:: Задания для выполнения ::
[1] Процитируйте текст о Париже и Италии от слов «С другой стороны, в» до слов «явный ущерб себе.».
[2] Сколько человек живет в Париже, согласно тексту о Париже и Италии?
[3] Перечислите всё, что, по тексту о Париже и Италии, доводит парижан до лихорадочного состояния.

:: Исходный текст ::
"""
С другой стороны, в Париже более полутора миллионов человек — это много, и даже слишком уж много. Так как в столице скорее всего можно добиться своей цели, то все люди с умом, честолюбием и энергией стекаются сюда, толкутся и теснятся. Таким образом, столица эта становится общей сходкой для всех лучших людей страны; они складывают тут все свои поиски и изобретения; они взаимно подстрекают друг друга; чтение, театр, разного рода беседы доводят их до лихорадочного состояния, мозг парижан не может быть в правильном, здоровом состоянии: он слишком разгорячен, надорван, возбужден, и создания его, в живописи или в литературе, носят на себе отпечаток этого иногда к своей выгоде, но чаще в явный ущерб себе.
Не так было в Италии. Там вы не увидите миллиона людей, скученных в одном месте, но множество городов в пятьдесят, сто или двести тысяч душ; там нет такой громадной толкотни честолюбий, такого брожения неустанной пытливости, такого сосредоточения усилий, такой непомерной человеческой деятельности и суетни. Городское население было тогда поистине чем-то отборным, а не такой смешанной толпой, как теперь у нас. Да и потребность житейских удобств вовсе не простиралась так далеко: тела были еще грубоваты, путешествия совершались верхом и люди преспокойно жили себе под открытым небом. Большие дворцы или палаты того времени, правда, великолепны, но я не знаю, согласился ли бы какой-нибудь мелкий гражданин нашего времени поселиться в них на житье; они неудобны и холодны; сиденья, испещренные резными головками львов и пляшущих сатиров, превосходны в художественном отношении, но вам они показались бы очень жестки, и самая маленькая квартира, дворницкая в любом богатом доме со своей теплой печью, право, комфортабельнее дворцов Льва X и Юлия II. Им не нужны были все те мелкие удобства, без которых мы не можем нынче обойтись: для них вся роскошь заключалась в обладании красой, а не пользами и удобствами жизни; они мечтали об изящной сопостановке колонн и фигур, а не о хозяйственном приобретении китайского фарфора, диванов и экранов. Наконец, так как видные места открывались только благодаря военному счастью или милости государя для нескольких знаменитых разбойников, для пяти-шести верховодных убийц, для немногих льстивых нахлебников, то и в обществе не видно было такого рьяного соревнования, такой муравьиной суетливости, такого настойчивого рвения, с каким каждый из нас силится опередить другого.
"""
:: Фрагмент записей ::
"""
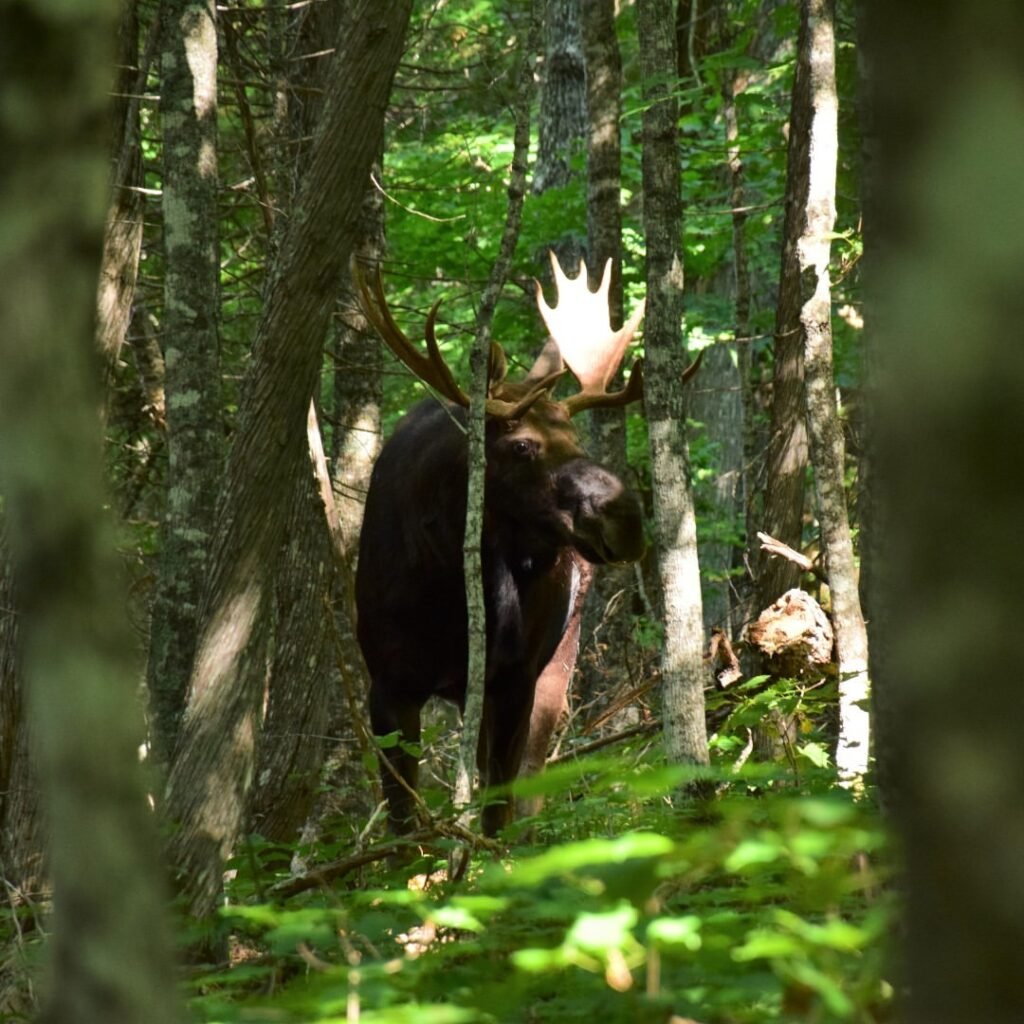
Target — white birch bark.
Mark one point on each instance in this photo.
(824, 430)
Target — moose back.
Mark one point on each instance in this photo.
(547, 506)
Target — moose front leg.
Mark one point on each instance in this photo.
(504, 727)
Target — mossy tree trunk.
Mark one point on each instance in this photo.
(682, 665)
(111, 957)
(212, 774)
(192, 360)
(946, 228)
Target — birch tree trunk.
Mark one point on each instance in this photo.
(606, 612)
(211, 777)
(682, 665)
(192, 359)
(109, 948)
(822, 416)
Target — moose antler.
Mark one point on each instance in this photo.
(431, 369)
(591, 348)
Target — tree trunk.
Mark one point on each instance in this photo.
(22, 839)
(682, 666)
(192, 359)
(294, 732)
(563, 94)
(946, 227)
(210, 780)
(111, 957)
(822, 416)
(786, 461)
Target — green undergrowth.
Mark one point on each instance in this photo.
(625, 899)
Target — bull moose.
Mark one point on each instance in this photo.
(546, 506)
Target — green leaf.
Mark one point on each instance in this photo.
(669, 932)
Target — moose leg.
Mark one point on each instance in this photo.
(504, 728)
(549, 699)
(389, 715)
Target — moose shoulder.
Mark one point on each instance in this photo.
(546, 506)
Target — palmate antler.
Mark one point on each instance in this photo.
(431, 369)
(581, 327)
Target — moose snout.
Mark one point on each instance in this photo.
(607, 516)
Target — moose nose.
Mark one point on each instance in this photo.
(607, 518)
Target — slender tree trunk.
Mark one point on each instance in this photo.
(221, 723)
(607, 611)
(822, 416)
(192, 376)
(22, 839)
(294, 740)
(479, 358)
(562, 116)
(123, 236)
(786, 462)
(682, 665)
(111, 958)
(946, 227)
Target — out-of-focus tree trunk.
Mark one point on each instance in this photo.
(682, 664)
(946, 227)
(123, 236)
(192, 359)
(606, 612)
(212, 774)
(786, 463)
(562, 117)
(110, 953)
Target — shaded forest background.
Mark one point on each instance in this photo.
(247, 154)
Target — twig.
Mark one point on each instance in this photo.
(774, 547)
(597, 744)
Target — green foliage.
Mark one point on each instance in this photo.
(626, 901)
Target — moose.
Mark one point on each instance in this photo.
(549, 511)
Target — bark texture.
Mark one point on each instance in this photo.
(607, 612)
(111, 958)
(476, 436)
(786, 462)
(294, 731)
(947, 230)
(210, 781)
(823, 424)
(682, 667)
(192, 361)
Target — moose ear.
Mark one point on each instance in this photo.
(548, 363)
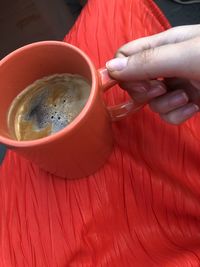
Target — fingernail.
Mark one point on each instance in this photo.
(157, 91)
(178, 99)
(117, 64)
(190, 110)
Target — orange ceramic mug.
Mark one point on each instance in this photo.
(84, 145)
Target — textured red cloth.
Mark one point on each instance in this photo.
(141, 209)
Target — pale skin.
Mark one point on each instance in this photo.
(162, 70)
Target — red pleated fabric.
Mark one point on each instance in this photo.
(141, 209)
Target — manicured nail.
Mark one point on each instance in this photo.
(157, 91)
(117, 64)
(190, 110)
(178, 99)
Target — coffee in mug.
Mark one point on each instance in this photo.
(47, 106)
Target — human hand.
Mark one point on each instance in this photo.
(174, 56)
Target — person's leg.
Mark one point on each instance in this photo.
(2, 153)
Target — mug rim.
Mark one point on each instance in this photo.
(69, 129)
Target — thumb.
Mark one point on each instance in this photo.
(172, 60)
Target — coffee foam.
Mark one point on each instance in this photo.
(47, 106)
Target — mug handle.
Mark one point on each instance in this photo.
(120, 111)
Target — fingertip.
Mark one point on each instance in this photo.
(117, 64)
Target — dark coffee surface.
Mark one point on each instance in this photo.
(47, 106)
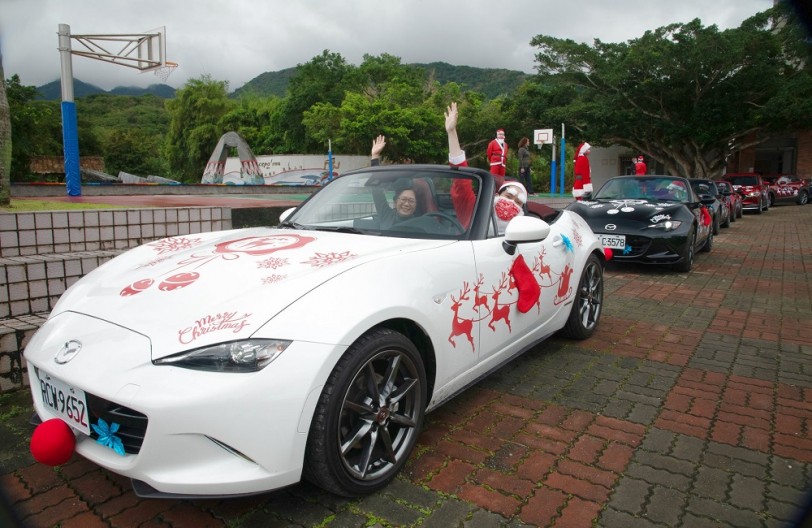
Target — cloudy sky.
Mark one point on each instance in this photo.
(237, 40)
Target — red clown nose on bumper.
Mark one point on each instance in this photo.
(52, 442)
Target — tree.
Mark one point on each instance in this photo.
(194, 126)
(36, 127)
(686, 95)
(322, 80)
(5, 142)
(134, 151)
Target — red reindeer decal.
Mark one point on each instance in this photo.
(480, 300)
(500, 312)
(460, 326)
(543, 269)
(564, 284)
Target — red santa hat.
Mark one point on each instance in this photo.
(514, 189)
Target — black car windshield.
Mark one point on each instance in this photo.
(705, 187)
(743, 180)
(409, 203)
(664, 189)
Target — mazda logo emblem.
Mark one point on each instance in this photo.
(68, 351)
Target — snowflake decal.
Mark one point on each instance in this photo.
(107, 436)
(171, 245)
(155, 262)
(319, 260)
(272, 263)
(579, 240)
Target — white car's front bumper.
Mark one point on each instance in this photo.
(208, 433)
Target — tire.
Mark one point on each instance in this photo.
(368, 416)
(708, 245)
(687, 262)
(586, 309)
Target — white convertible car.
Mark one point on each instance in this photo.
(242, 361)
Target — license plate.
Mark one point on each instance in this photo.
(68, 402)
(613, 241)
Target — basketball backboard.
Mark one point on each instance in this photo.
(143, 51)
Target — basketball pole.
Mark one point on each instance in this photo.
(70, 132)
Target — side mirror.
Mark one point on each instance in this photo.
(707, 199)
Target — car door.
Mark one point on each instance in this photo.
(503, 327)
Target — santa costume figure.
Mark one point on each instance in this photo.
(640, 168)
(583, 181)
(497, 156)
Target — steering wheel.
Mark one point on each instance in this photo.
(450, 220)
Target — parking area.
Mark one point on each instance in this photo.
(691, 406)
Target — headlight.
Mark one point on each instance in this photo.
(667, 225)
(250, 355)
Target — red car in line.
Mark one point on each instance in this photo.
(733, 199)
(785, 188)
(754, 192)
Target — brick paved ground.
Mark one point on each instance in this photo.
(692, 406)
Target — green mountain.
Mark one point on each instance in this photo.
(490, 81)
(53, 90)
(268, 83)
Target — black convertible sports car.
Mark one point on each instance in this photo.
(649, 219)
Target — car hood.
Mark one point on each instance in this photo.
(614, 211)
(194, 290)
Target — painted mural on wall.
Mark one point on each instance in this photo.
(294, 169)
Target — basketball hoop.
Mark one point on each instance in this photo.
(163, 72)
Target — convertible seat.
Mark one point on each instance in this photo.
(425, 198)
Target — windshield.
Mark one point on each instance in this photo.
(705, 187)
(413, 203)
(664, 189)
(743, 180)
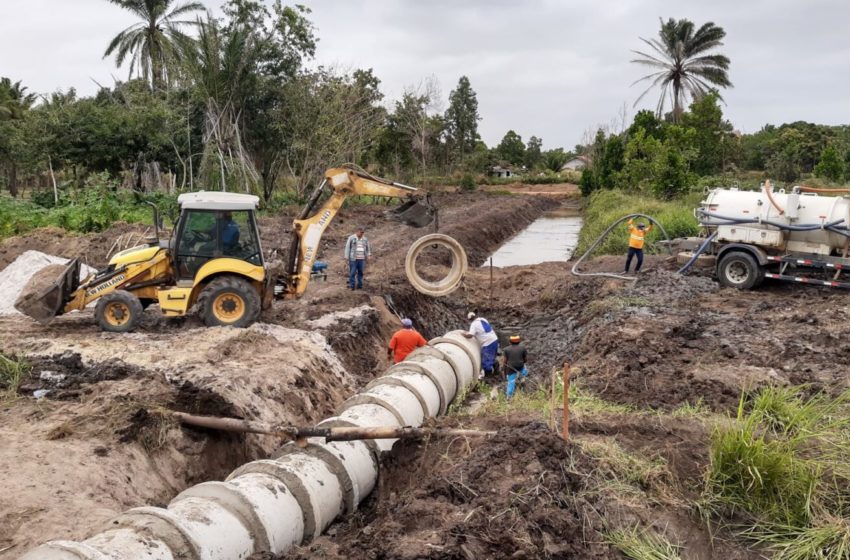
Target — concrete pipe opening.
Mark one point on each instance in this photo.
(436, 287)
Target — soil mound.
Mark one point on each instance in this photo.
(512, 496)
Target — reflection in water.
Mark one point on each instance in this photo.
(547, 239)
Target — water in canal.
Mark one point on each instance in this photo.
(552, 237)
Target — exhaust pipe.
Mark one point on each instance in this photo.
(274, 504)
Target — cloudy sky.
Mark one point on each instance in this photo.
(550, 68)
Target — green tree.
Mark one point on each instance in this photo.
(533, 152)
(462, 120)
(711, 134)
(511, 149)
(831, 166)
(554, 160)
(682, 64)
(153, 43)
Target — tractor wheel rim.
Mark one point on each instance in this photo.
(737, 272)
(228, 307)
(117, 314)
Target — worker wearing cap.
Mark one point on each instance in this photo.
(485, 335)
(357, 253)
(636, 241)
(404, 341)
(514, 357)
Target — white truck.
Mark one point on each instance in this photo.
(797, 236)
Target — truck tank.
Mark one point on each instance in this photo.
(788, 209)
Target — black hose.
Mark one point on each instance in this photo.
(599, 239)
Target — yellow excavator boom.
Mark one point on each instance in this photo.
(309, 227)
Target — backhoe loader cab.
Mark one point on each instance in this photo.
(213, 261)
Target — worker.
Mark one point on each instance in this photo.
(404, 341)
(514, 357)
(482, 331)
(636, 240)
(229, 233)
(357, 253)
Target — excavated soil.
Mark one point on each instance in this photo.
(99, 441)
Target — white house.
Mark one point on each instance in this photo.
(499, 171)
(575, 164)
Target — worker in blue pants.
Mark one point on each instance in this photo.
(514, 357)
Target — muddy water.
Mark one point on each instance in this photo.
(550, 238)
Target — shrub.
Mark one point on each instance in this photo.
(467, 183)
(607, 206)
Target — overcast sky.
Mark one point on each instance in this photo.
(549, 68)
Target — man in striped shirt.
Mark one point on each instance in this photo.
(357, 253)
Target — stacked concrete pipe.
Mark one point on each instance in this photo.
(273, 504)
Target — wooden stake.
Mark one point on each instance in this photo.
(566, 433)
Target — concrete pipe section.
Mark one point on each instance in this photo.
(451, 281)
(274, 504)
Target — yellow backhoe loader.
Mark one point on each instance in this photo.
(213, 260)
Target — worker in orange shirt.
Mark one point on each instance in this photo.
(404, 341)
(636, 240)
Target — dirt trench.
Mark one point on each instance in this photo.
(99, 439)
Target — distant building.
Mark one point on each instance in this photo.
(575, 164)
(503, 172)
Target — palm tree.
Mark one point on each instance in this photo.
(152, 43)
(682, 63)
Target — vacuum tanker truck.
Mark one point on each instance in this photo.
(798, 236)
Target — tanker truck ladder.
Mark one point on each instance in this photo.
(837, 264)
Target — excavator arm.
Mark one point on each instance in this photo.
(311, 224)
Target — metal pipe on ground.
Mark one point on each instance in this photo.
(273, 504)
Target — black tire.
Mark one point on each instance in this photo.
(229, 301)
(119, 311)
(739, 269)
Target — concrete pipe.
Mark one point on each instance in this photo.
(399, 400)
(469, 345)
(273, 504)
(452, 280)
(418, 384)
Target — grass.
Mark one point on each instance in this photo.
(780, 468)
(606, 206)
(13, 370)
(643, 544)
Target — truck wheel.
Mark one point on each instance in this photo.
(229, 301)
(739, 269)
(119, 311)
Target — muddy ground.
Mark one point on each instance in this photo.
(100, 442)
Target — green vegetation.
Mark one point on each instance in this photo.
(94, 207)
(605, 207)
(643, 544)
(685, 67)
(781, 467)
(13, 370)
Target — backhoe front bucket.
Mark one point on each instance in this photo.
(47, 291)
(413, 213)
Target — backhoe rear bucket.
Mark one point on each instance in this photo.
(47, 291)
(413, 213)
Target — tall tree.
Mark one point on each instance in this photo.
(153, 42)
(533, 152)
(511, 149)
(462, 120)
(682, 65)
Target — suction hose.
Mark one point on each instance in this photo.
(274, 504)
(698, 252)
(599, 240)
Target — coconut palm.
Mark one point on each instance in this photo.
(152, 43)
(682, 63)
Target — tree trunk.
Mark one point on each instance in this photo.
(13, 179)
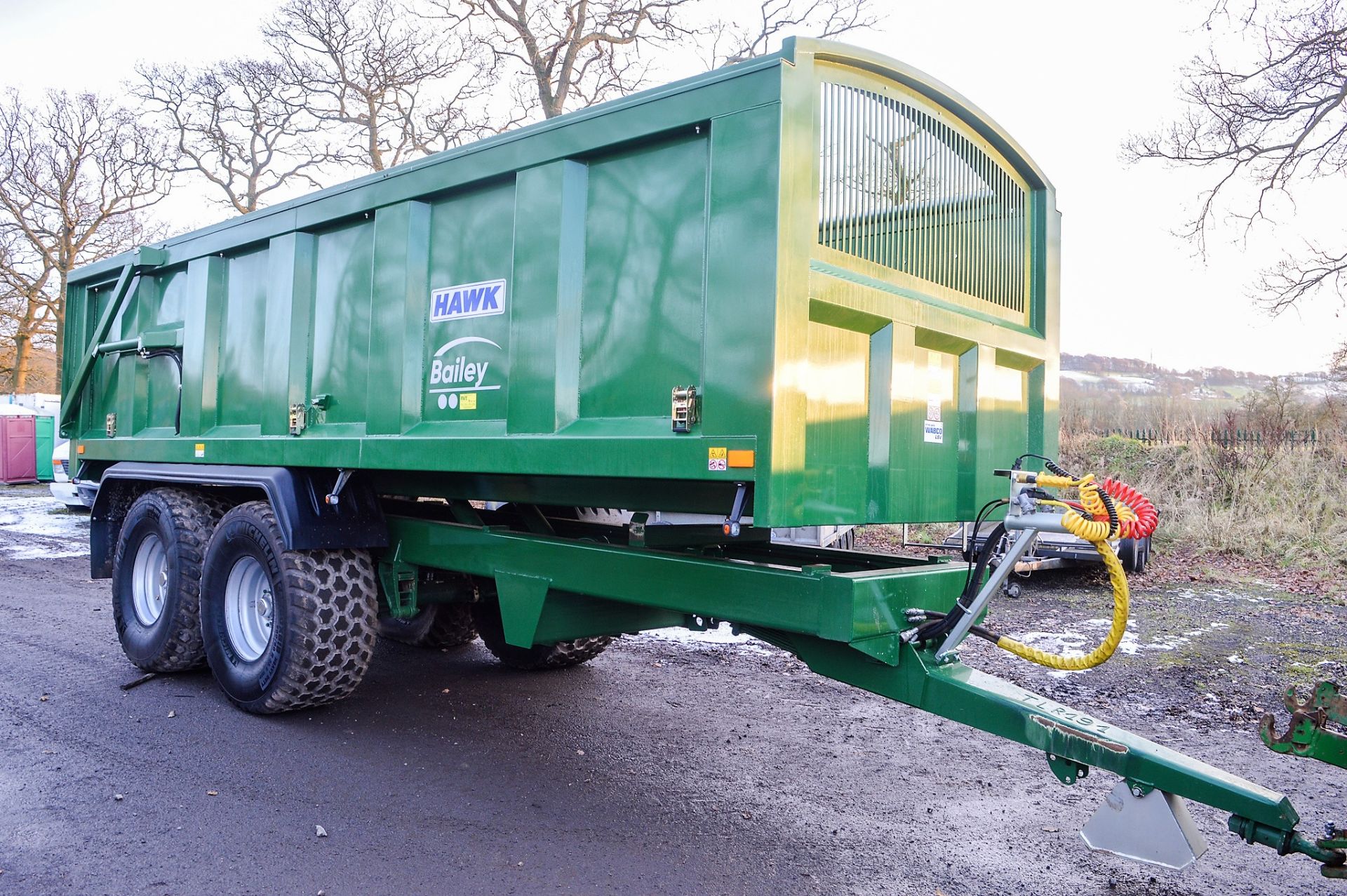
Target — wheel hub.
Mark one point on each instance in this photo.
(250, 609)
(150, 580)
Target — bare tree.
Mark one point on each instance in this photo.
(578, 51)
(777, 18)
(575, 53)
(240, 124)
(368, 67)
(76, 173)
(1276, 124)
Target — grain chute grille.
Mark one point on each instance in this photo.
(904, 189)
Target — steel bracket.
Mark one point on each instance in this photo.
(399, 581)
(1307, 732)
(1068, 771)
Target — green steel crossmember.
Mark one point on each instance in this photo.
(843, 625)
(1000, 708)
(865, 608)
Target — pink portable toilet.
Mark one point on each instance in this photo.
(18, 449)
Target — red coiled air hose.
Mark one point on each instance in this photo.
(1146, 515)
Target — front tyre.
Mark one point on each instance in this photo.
(285, 629)
(156, 578)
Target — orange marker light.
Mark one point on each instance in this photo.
(741, 458)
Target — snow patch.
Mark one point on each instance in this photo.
(32, 531)
(721, 636)
(1071, 643)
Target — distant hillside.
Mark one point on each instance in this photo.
(1092, 373)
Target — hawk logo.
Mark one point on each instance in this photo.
(468, 301)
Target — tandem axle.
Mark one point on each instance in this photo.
(544, 588)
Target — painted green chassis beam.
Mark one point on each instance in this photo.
(843, 625)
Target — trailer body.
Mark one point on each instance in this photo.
(808, 290)
(850, 263)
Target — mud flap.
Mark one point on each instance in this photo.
"""
:: Ответы по заданиям ::
[1]
С другой стороны, в Париже более полутора миллионов человек — это много, и даже слишком уж много. Так как в столице скорее всего можно добиться своей цели, то все люди с умом, честолюбием и энергией стекаются сюда, толкутся и теснятся. Таким образом, столица эта становится общей сходкой для всех лучших людей страны; они складывают тут все свои поиски и изобретения; они взаимно подстрекают друг друга; чтение, театр, разного рода беседы доводят их до лихорадочного состояния, мозг парижан не может быть в правильном, здоровом состоянии: он слишком разгорячен, надорван, возбужден, и создания его, в живописи или в литературе, носят на себе отпечаток этого иногда к своей выгоде, но чаще в явный ущерб себе.

[2] Более полутора миллионов человек.

[3] Чтение, театр, разного рода беседы.